<<<<

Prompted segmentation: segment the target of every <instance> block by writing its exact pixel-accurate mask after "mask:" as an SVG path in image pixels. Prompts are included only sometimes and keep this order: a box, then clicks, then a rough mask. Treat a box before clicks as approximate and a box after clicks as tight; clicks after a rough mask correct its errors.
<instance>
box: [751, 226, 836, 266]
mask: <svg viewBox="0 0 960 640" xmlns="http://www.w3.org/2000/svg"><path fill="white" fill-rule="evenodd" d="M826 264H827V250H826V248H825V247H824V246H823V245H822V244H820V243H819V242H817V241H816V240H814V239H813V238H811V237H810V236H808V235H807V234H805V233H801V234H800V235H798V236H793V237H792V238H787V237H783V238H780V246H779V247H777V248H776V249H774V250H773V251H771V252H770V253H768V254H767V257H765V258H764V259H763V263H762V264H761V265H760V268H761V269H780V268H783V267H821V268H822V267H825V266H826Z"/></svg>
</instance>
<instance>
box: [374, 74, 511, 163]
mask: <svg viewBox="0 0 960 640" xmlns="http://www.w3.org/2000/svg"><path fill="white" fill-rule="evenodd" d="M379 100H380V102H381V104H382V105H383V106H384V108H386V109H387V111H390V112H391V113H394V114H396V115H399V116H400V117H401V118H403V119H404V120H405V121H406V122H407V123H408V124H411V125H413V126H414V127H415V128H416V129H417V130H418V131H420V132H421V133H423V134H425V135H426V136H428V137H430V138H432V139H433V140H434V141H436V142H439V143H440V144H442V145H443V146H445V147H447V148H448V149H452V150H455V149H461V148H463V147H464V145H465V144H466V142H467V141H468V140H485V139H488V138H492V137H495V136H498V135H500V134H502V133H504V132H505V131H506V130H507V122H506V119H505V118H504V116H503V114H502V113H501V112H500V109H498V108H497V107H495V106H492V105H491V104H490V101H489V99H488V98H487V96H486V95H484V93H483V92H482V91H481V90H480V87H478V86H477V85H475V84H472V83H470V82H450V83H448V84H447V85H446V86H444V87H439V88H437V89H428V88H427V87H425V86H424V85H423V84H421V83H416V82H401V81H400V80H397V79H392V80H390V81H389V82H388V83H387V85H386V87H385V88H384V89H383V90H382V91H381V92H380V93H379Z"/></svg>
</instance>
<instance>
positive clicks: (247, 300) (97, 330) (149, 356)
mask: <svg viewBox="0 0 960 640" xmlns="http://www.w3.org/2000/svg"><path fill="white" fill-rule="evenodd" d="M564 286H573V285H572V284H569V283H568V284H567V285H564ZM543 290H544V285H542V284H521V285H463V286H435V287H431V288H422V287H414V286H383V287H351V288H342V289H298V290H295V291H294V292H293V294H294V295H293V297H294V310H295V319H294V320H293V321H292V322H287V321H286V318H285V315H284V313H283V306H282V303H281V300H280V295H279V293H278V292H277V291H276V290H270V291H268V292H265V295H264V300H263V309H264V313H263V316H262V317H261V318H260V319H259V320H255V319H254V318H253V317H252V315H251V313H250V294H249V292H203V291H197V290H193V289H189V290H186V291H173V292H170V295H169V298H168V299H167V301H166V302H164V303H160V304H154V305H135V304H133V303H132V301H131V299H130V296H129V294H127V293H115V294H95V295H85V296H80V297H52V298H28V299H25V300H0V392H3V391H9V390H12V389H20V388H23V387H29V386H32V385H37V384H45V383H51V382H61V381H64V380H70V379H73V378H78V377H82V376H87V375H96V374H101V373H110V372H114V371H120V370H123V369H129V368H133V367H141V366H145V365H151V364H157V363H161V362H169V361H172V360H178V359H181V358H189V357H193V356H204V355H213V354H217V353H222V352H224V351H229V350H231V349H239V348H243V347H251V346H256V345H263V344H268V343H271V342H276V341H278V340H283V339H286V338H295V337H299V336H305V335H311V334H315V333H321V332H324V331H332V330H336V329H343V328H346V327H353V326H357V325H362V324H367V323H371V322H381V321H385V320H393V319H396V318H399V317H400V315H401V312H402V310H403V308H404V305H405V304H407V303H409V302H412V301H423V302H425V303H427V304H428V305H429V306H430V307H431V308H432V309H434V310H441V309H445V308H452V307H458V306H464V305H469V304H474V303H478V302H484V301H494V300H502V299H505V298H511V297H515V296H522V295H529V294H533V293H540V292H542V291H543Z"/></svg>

>>>>

Task objective:
Write out every line of the material above as a numbered list, leaving out any blank lines.

Response to this task:
1. Prompted segmentation: segment the target of every <instance> block by writing its exact pixel-accurate mask after "mask:" as an SVG path in image pixels. Prompts are included only sometimes and keep this order: a box, then clicks, then a rough mask. Treat a box before clicks as approximate and a box after clicks as tight; clicks after a rough mask correct its errors.
2. <instance>
3. box: [751, 226, 836, 266]
4. mask: <svg viewBox="0 0 960 640" xmlns="http://www.w3.org/2000/svg"><path fill="white" fill-rule="evenodd" d="M826 264H827V250H826V248H825V247H824V246H823V245H822V244H820V243H819V242H817V241H816V240H814V239H813V238H811V237H810V236H808V235H807V234H805V233H801V234H800V235H798V236H793V237H792V238H787V237H783V238H780V246H779V247H777V248H776V249H774V250H773V251H771V252H770V253H768V254H767V257H765V258H764V259H763V263H762V264H761V265H760V268H761V269H780V268H783V267H821V268H822V267H825V266H826Z"/></svg>
5. </instance>
6. <instance>
7. box: [374, 74, 511, 163]
8. mask: <svg viewBox="0 0 960 640" xmlns="http://www.w3.org/2000/svg"><path fill="white" fill-rule="evenodd" d="M379 100H380V102H381V104H382V105H383V106H384V108H386V109H387V111H390V112H391V113H394V114H396V115H399V116H400V117H401V118H403V119H404V120H405V121H406V122H407V123H408V124H411V125H413V126H414V127H415V128H416V129H417V130H418V131H420V132H421V133H423V134H425V135H426V136H428V137H430V138H432V139H433V140H434V141H436V142H439V143H440V144H442V145H443V146H445V147H447V148H448V149H452V150H455V149H461V148H463V147H464V145H465V144H466V142H467V141H468V140H485V139H488V138H492V137H495V136H498V135H500V134H502V133H504V132H505V131H506V130H507V122H506V119H505V118H504V116H503V114H502V113H501V112H500V109H498V108H497V107H495V106H492V105H491V104H490V101H489V99H488V98H487V96H486V95H484V93H483V92H482V91H481V90H480V87H478V86H477V85H475V84H472V83H470V82H450V83H448V84H447V85H446V86H444V87H439V88H437V89H428V88H427V87H425V86H424V85H423V84H421V83H416V82H401V81H400V80H397V79H392V80H390V81H389V82H388V83H387V85H386V87H385V88H384V89H383V90H382V91H381V92H380V93H379Z"/></svg>
9. </instance>
10. <instance>
11. positive clicks: (247, 300) (97, 330) (149, 356)
12. mask: <svg viewBox="0 0 960 640" xmlns="http://www.w3.org/2000/svg"><path fill="white" fill-rule="evenodd" d="M564 286H573V285H572V284H569V283H568V284H567V285H564ZM543 290H544V285H542V284H521V285H463V286H435V287H431V288H422V287H414V286H383V287H351V288H342V289H298V290H295V291H294V292H293V294H294V295H293V297H294V310H295V319H294V320H293V321H292V322H287V321H286V318H285V315H284V313H283V306H282V303H281V300H280V295H279V293H278V292H277V291H276V290H270V291H268V292H265V295H264V300H263V309H264V313H263V316H262V317H261V318H260V319H259V320H255V319H254V318H253V317H252V315H251V313H250V294H249V292H203V291H197V290H193V289H189V290H186V291H173V292H170V295H169V298H168V299H167V301H166V302H164V303H160V304H154V305H135V304H133V303H132V301H131V299H130V296H129V294H127V293H115V294H95V295H85V296H80V297H52V298H28V299H25V300H0V392H3V391H9V390H12V389H20V388H23V387H29V386H32V385H37V384H45V383H51V382H61V381H64V380H70V379H73V378H78V377H82V376H87V375H96V374H101V373H110V372H114V371H120V370H123V369H129V368H133V367H141V366H145V365H151V364H157V363H161V362H169V361H172V360H178V359H181V358H189V357H193V356H204V355H213V354H217V353H222V352H224V351H229V350H231V349H239V348H243V347H251V346H256V345H263V344H268V343H271V342H276V341H278V340H283V339H286V338H295V337H299V336H305V335H311V334H315V333H321V332H324V331H332V330H336V329H343V328H346V327H353V326H357V325H362V324H367V323H371V322H381V321H385V320H393V319H396V318H399V317H400V315H401V312H402V310H403V308H404V305H405V304H407V303H409V302H412V301H423V302H425V303H427V304H428V305H429V306H430V307H431V308H432V309H434V310H441V309H445V308H452V307H458V306H464V305H469V304H474V303H478V302H484V301H494V300H502V299H505V298H511V297H515V296H522V295H529V294H533V293H540V292H542V291H543Z"/></svg>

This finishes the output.